### EXERCISE OBJECTIVE
Reproduce the lines of the material below verbatim, from the line containing "Reviewer note: check that each instance of the horse-drawn" through the end of the material, both inclusive.

### TASK DATA
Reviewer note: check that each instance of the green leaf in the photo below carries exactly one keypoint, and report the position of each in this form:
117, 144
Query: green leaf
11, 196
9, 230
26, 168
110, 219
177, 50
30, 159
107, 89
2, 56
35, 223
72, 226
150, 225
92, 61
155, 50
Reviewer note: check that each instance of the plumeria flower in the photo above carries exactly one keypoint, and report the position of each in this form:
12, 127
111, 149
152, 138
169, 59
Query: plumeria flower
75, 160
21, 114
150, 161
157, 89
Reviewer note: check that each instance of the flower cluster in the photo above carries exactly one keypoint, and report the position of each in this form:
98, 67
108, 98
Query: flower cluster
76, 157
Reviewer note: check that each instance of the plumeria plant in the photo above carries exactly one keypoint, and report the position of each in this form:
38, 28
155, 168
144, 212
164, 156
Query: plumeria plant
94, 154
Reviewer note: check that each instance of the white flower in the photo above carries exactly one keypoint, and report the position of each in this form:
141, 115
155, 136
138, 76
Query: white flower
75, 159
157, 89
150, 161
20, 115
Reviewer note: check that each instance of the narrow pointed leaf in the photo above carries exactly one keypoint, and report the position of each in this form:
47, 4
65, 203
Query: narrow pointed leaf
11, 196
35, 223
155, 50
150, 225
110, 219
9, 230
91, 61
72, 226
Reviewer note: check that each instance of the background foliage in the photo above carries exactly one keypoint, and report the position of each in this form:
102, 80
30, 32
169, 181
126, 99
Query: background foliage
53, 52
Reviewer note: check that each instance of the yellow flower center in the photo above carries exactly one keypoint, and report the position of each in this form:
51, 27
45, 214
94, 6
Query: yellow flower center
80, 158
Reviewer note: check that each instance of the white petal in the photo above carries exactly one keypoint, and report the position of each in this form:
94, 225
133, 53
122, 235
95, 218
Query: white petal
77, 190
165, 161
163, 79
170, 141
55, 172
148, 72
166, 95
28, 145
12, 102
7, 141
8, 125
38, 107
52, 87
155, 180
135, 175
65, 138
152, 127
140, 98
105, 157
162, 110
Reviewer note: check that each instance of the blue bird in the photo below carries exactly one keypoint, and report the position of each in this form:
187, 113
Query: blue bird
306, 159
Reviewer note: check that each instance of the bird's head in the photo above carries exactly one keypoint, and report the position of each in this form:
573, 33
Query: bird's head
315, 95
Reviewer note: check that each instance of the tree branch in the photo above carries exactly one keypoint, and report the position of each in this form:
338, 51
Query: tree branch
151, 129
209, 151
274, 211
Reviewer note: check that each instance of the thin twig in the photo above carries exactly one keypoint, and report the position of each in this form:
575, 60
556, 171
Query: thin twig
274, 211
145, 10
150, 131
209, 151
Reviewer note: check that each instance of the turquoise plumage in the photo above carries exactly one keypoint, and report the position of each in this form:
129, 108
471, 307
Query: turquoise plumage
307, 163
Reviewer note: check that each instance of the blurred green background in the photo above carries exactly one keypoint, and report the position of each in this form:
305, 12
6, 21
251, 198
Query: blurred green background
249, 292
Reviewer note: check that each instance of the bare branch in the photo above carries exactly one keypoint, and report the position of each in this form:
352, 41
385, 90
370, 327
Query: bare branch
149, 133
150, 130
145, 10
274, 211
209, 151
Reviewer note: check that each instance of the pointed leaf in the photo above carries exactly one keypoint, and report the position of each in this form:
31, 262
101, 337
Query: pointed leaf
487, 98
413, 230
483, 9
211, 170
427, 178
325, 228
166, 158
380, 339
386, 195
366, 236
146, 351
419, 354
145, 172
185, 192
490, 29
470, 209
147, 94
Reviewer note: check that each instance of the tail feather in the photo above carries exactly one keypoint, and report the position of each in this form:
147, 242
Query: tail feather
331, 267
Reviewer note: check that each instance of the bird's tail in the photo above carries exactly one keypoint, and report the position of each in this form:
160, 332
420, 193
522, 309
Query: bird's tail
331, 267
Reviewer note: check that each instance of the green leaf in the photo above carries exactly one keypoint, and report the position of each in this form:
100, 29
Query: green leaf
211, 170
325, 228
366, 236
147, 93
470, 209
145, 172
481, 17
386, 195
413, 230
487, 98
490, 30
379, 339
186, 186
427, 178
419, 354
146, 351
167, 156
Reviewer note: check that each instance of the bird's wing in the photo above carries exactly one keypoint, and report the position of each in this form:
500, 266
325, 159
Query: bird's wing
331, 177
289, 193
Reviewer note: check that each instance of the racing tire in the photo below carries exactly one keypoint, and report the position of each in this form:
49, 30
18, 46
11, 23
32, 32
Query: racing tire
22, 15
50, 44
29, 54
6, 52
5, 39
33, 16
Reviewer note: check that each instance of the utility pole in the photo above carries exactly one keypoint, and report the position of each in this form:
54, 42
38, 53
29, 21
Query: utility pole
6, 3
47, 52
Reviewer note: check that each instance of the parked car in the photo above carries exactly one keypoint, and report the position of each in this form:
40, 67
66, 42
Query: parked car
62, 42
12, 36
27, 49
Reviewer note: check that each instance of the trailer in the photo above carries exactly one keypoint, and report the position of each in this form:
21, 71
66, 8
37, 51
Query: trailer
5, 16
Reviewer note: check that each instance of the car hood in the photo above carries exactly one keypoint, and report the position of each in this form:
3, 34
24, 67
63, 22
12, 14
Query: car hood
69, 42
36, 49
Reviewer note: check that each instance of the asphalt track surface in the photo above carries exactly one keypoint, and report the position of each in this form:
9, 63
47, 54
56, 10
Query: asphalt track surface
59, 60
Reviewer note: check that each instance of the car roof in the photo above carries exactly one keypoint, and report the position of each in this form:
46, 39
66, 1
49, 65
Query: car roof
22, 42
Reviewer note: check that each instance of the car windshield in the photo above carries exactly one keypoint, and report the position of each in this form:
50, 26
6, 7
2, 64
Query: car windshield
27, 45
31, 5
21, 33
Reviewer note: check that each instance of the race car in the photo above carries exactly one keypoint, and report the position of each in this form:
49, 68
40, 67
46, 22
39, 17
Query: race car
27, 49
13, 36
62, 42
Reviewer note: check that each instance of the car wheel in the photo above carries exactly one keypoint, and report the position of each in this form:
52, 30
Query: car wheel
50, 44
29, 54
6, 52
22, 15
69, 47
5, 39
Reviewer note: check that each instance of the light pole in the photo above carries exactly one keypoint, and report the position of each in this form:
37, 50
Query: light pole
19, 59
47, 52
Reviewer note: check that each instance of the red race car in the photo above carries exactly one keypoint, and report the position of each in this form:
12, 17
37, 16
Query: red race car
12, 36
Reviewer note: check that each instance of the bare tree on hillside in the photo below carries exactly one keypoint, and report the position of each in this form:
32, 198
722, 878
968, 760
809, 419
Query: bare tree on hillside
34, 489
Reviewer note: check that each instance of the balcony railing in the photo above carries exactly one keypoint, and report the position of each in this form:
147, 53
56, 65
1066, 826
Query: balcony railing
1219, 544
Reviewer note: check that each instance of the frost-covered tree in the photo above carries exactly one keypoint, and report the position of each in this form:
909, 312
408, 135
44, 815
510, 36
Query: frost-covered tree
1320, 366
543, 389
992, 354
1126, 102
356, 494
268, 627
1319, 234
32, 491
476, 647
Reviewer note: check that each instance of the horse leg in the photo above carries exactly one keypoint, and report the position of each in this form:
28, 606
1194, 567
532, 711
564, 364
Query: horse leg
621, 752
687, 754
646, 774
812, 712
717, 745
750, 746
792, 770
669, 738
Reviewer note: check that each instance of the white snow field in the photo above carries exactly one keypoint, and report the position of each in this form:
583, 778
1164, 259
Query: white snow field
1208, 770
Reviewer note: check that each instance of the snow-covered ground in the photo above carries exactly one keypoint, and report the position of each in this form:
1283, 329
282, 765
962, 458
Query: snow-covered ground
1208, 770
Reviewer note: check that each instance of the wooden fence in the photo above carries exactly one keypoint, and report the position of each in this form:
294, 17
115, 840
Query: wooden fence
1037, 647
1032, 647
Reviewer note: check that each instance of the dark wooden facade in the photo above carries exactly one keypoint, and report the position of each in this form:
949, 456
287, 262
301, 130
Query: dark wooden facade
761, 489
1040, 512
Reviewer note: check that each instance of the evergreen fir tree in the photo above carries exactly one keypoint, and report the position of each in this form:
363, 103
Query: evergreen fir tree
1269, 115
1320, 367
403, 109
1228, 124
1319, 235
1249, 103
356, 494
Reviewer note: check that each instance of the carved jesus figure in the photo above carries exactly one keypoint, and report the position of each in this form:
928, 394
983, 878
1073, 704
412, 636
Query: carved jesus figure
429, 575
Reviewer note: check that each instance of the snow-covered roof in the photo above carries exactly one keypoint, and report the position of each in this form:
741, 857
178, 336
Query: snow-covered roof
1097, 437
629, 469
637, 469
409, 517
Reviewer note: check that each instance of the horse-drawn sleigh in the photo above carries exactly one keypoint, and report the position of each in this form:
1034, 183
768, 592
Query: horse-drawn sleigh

### FINAL RESULT
Reviewer note: check that each instance of the horse-drawn sleigh in the photo above carries exactly one keypoint, and report the position of each in this form:
1034, 183
768, 592
Query: horse-drawn sleigh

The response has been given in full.